Answer these questions from the baseball comments below.
1. Which team do the comments say is first in the league in walks?
2. Who popped out to Jeter with the bases loaded and no outs?
3. Whose career is summed up as "Strong april, awful september"?

**EXCERPT TO READ**:

══════════════════════════════

I don’t think the Yankees are all that patient a team right now.
fwiw mets are 5th in the league in walks 8th in obp, the diamondbacks 7th in both, yanks 23rd and 18th. first in the league in walks is the cards, first in obp is the cubs.
Sounds about right, mook. Which shows that OBP and walks are important.
Billy Beane be damned!
way to talk out of your a$$, ignoramus.
Look, they did win, but it was given to them. When they had the bases loaded with NO outs and Delgado pops out to Jeter and Easley strikes out, thats is the true METS. We got lucky that Church walked and Castillo bloop, bunt, whatever that thing was, stayed fair and died. That is the kind of thing we CAN NOT have. We should have been up 3 or 4 runs at that point. We where just lucky that the Yankees are perhaps the only team hitting less than we are. Lets hope that his win and Willie’s meeting changes things and we start to get the clutch hit when we need it. This is only one win, if we loose today we are back where we started from. We need to win 3 or 4 in a row before we loose 1 to gain any ground. LETS GO METS !!!!
Wagner has been freaking amazing so far this year.
that windup appears to really be making a difference.
Thats the story of Wagner’s carrer. Strong april, awful september
Please don’t let it be a rainy nite where the game keeps getting interrupted and delayed with bringing the tarp on and off the field. Might be better just to play it tomorrow on both team’s off day.

══════════════════════════════

**INFORMATION SHOWN**:
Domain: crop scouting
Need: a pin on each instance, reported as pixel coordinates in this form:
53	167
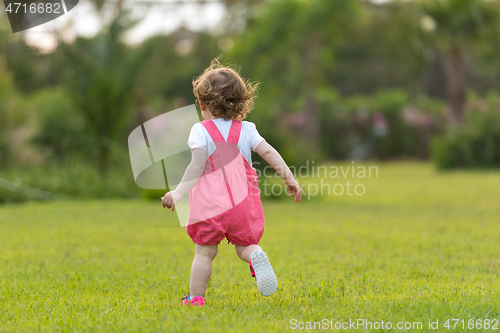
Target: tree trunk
456	83
103	160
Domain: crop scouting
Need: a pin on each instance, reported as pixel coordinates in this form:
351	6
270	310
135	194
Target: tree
458	24
290	48
101	75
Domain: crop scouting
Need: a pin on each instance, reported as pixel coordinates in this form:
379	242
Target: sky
155	17
161	17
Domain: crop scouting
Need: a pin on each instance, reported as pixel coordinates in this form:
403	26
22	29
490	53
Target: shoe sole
264	273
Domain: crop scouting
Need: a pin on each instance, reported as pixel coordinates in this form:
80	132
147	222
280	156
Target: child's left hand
170	199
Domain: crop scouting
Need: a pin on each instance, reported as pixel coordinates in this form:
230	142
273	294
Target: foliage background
340	80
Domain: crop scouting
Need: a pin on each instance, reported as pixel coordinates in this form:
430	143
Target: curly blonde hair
225	93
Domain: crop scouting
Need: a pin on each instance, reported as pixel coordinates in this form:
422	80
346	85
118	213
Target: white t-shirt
248	142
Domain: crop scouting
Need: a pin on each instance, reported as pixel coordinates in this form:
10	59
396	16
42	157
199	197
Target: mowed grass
419	245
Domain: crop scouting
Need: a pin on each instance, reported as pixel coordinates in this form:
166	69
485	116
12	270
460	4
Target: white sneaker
264	274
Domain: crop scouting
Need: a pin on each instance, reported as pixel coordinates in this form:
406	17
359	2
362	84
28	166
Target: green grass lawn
419	245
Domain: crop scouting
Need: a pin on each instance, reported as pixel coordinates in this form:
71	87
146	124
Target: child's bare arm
191	176
271	155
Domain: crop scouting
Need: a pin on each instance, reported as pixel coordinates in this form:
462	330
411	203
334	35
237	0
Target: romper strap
234	132
213	130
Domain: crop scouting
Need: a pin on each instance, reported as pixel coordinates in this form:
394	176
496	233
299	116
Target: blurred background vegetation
339	80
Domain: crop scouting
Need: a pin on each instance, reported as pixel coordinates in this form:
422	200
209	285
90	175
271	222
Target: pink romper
225	202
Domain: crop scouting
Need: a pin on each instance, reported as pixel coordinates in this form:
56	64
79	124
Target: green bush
475	145
60	126
349	129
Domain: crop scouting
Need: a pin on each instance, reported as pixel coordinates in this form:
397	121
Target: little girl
224	197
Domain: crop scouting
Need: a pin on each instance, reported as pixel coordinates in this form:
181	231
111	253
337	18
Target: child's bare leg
201	269
244	252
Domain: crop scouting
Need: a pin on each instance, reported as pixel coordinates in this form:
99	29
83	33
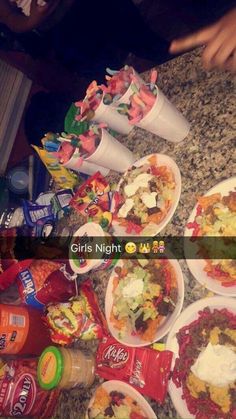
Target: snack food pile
62	334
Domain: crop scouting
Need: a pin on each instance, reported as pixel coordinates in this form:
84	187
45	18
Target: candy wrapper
147	370
93	200
44	282
63	177
80	318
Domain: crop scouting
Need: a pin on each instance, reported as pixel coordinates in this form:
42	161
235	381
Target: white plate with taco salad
203	340
143	299
215	216
118	400
146	197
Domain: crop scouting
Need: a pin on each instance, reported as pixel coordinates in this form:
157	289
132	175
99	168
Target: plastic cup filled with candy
93	108
71	151
119	85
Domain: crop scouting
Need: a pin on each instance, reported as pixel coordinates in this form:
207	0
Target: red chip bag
147	370
9	274
20	394
44	282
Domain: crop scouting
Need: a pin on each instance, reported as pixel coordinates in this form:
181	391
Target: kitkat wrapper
79	319
62	176
145	369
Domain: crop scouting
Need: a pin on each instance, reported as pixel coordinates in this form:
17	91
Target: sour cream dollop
216	365
133	289
141	181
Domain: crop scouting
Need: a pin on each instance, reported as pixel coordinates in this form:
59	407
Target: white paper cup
165	120
92	231
87	168
114	120
111	154
129	92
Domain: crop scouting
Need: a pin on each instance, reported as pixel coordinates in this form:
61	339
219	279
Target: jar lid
50	368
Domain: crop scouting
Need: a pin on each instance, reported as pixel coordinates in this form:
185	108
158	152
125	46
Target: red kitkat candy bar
146	369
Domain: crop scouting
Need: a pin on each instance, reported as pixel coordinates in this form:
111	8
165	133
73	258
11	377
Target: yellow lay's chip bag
62	176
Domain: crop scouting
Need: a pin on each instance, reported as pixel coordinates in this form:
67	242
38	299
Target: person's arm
18	22
219	40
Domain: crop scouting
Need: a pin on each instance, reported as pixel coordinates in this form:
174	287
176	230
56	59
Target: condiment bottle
65	368
22	331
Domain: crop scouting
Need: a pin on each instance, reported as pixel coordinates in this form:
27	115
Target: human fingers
215	50
196	39
230	64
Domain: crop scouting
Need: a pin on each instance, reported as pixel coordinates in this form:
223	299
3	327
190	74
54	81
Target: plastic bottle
22	331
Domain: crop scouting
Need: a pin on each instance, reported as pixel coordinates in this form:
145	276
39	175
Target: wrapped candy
93	200
145	369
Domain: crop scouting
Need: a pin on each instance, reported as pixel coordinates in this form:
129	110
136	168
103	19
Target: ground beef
153	210
134	219
140	324
109	411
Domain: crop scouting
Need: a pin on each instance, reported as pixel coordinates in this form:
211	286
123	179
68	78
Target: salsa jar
65	368
22	331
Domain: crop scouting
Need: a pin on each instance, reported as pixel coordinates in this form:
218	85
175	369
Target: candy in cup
93	108
119	85
73	155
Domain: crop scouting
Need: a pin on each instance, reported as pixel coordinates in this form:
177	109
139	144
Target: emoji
144	248
161	246
130	247
155	247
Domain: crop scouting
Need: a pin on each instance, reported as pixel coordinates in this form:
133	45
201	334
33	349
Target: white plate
196	266
152	229
187	316
163	328
115	385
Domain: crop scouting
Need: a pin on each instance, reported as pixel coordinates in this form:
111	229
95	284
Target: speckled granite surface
205	158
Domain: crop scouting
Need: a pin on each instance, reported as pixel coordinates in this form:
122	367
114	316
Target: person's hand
220	42
38	14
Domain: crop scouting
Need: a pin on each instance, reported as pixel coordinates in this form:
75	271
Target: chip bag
62	176
80	318
93	200
44	282
146	369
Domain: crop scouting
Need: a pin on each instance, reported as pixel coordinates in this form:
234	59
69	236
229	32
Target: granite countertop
205	157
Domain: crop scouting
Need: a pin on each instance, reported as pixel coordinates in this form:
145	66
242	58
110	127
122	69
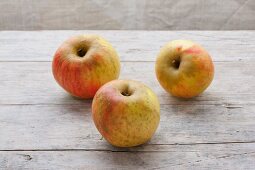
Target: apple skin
83	63
126	112
184	69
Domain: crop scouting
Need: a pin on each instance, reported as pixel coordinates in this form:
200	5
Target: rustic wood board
42	127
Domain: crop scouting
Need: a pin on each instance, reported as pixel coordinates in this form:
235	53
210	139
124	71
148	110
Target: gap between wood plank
31	61
126	149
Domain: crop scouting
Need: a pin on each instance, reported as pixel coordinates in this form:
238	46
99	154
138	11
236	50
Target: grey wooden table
42	127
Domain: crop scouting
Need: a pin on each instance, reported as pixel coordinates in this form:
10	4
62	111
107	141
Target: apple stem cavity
126	92
81	52
176	63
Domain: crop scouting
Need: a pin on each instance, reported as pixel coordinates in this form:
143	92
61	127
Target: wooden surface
42	127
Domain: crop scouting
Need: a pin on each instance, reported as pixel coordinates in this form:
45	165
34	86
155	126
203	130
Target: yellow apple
83	63
126	112
184	68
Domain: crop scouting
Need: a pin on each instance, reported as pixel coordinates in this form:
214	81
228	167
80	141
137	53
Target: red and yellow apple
82	64
184	68
126	112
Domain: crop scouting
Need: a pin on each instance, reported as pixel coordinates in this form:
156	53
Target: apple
126	112
184	68
83	63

══════════════════════════════

**ANSWER**:
1. The Cards
2. Delgado
3. Wagner's